▶ _Data for the task_
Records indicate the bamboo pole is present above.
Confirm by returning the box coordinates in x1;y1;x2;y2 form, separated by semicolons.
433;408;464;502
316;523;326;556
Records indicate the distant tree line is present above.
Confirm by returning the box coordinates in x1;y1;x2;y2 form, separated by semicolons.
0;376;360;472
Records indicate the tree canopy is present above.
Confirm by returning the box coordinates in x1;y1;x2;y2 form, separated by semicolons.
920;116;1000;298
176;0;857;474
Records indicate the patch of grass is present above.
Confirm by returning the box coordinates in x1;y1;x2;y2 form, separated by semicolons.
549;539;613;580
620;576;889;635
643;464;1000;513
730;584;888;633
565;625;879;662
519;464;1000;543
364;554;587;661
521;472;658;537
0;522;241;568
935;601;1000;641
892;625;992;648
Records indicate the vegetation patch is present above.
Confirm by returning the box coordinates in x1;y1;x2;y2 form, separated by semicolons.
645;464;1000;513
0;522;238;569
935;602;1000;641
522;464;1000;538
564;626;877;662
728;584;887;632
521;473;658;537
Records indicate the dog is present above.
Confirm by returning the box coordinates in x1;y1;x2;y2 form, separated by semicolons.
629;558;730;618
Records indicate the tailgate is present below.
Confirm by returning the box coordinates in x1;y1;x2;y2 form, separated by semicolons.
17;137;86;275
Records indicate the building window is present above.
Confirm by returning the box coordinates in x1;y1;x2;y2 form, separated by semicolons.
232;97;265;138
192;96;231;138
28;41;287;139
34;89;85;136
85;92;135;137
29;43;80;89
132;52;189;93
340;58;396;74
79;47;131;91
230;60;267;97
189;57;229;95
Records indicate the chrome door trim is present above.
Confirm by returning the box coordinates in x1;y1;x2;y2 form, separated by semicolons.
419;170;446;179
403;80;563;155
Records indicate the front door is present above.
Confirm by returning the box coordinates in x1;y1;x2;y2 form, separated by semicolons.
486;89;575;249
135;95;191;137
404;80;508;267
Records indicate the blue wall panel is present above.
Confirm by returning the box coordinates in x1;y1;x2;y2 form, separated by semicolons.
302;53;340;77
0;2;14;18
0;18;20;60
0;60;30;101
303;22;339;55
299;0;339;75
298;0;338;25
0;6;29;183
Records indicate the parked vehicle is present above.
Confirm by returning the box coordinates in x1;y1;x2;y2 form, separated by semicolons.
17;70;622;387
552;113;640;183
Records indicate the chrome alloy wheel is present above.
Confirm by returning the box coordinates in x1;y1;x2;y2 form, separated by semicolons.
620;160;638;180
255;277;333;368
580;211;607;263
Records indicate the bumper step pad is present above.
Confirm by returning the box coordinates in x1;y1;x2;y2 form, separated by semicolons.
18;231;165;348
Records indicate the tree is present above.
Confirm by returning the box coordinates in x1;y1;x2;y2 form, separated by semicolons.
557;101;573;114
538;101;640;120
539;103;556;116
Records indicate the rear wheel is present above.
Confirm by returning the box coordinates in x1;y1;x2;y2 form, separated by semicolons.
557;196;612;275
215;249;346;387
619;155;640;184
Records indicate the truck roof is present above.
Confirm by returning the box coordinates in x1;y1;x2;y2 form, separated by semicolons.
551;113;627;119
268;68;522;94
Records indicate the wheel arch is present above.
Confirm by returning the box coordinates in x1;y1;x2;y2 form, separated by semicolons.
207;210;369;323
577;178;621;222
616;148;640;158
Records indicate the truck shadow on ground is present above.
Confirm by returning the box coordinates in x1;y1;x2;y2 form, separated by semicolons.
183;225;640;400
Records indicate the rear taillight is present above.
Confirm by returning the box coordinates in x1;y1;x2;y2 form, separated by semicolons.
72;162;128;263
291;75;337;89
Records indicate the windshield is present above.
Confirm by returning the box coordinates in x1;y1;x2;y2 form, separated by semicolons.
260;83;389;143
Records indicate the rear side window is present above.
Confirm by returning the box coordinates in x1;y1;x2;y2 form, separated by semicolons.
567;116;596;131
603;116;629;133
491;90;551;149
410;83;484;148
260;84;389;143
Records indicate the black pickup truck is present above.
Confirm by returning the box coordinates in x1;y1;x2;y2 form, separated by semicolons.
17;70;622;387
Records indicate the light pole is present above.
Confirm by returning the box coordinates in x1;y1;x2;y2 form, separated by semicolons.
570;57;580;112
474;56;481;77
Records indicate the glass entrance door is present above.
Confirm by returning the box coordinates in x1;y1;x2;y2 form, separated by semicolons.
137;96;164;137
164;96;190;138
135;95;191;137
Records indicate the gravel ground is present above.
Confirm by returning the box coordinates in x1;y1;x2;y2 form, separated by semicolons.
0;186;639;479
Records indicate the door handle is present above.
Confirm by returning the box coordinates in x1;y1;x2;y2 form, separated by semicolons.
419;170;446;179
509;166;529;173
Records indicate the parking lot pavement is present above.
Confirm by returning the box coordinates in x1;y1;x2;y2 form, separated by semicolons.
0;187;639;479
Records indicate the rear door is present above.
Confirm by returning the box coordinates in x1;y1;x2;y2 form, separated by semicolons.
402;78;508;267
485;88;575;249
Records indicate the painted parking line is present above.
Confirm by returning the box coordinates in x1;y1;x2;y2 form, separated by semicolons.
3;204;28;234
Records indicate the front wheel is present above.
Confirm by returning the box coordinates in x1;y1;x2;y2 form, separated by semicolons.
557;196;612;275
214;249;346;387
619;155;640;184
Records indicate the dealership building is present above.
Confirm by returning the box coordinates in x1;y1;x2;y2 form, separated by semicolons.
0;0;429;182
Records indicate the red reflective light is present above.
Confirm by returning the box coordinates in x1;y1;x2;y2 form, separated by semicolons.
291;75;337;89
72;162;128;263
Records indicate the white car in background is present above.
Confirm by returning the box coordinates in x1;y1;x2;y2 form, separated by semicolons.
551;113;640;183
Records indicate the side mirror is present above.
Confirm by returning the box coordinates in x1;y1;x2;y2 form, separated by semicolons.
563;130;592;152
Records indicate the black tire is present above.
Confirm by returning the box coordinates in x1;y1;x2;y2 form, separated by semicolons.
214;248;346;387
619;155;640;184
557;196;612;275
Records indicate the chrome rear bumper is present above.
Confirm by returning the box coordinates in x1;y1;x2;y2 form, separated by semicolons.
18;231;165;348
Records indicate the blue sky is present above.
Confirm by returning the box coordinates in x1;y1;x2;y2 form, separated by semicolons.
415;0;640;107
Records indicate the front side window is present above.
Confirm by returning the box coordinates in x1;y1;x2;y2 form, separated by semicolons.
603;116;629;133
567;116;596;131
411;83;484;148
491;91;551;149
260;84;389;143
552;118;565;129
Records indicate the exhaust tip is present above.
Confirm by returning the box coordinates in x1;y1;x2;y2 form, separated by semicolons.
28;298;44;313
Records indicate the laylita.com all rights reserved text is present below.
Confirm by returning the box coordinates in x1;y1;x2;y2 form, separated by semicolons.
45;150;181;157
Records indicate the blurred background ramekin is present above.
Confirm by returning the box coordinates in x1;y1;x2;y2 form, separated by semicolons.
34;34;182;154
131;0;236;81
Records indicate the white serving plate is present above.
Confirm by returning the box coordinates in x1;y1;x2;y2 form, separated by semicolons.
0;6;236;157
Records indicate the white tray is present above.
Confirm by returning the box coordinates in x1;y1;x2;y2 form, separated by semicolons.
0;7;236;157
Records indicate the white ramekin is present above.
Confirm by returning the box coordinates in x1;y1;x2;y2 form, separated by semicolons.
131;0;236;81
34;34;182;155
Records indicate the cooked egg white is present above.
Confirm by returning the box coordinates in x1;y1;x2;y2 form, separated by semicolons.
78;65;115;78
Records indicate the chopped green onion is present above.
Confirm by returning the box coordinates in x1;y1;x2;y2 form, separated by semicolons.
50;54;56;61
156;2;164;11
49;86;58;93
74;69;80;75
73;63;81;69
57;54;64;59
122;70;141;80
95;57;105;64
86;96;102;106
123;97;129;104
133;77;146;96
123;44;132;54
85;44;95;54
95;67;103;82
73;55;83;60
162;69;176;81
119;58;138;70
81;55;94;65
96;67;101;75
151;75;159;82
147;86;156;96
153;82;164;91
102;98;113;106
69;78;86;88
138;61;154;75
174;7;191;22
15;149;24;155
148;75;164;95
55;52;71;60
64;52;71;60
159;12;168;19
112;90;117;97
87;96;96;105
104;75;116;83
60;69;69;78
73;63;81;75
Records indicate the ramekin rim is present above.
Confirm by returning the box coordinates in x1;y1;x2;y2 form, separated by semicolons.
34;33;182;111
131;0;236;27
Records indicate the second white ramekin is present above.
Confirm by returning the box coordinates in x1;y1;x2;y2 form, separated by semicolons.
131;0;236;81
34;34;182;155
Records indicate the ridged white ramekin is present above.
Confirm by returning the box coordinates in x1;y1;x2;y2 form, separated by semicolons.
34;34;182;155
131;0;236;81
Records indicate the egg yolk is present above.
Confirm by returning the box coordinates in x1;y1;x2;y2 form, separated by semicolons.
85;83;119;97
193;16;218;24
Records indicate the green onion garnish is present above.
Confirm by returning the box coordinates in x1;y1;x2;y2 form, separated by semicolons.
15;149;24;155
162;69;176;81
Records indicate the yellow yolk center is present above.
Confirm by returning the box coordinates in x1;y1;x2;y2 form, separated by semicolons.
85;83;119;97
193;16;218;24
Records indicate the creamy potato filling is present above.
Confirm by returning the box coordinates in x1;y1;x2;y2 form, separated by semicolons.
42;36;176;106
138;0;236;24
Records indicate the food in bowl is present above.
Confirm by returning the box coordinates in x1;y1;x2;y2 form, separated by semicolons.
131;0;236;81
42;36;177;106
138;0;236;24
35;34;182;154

▶ _What you need to do_
Each line from the one with "Records indicate the ridged" through the end of the entries above must be set down exactly, both end lines included, and no other line may appear.

▶ _Solved problem_
Records indicate the ridged white ramekin is present above.
Confirm by returning the box coordinates in x1;y1;x2;y2 form, separated by semicolons.
34;34;182;155
131;0;236;81
Records indicate the egg yolk is present above.
Confirm by returning the box coordinates in x1;y1;x2;y2 form, separated by semicolons.
85;83;119;97
193;16;218;24
Records indicate the green onion garnish is present above.
Confirm by returning the box coordinates in x1;y1;x2;y2 form, separated by semicolons.
15;149;24;155
162;69;176;81
Records indicate the yellow yolk center is present above.
Confirm by returning the box coordinates in x1;y1;x2;y2 form, separated by semicolons.
85;83;119;97
193;16;218;24
Records indicate the creamy potato filling is present above.
Confirm by returning the box coordinates in x1;y1;x2;y2 form, separated by semicolons.
42;36;176;106
138;0;236;24
Records indicate the food in bowl is present above.
Confirm by returning the box coordinates in x1;y1;x2;y2 form, separated by semicolons.
131;0;236;81
42;36;177;106
138;0;236;24
35;34;182;154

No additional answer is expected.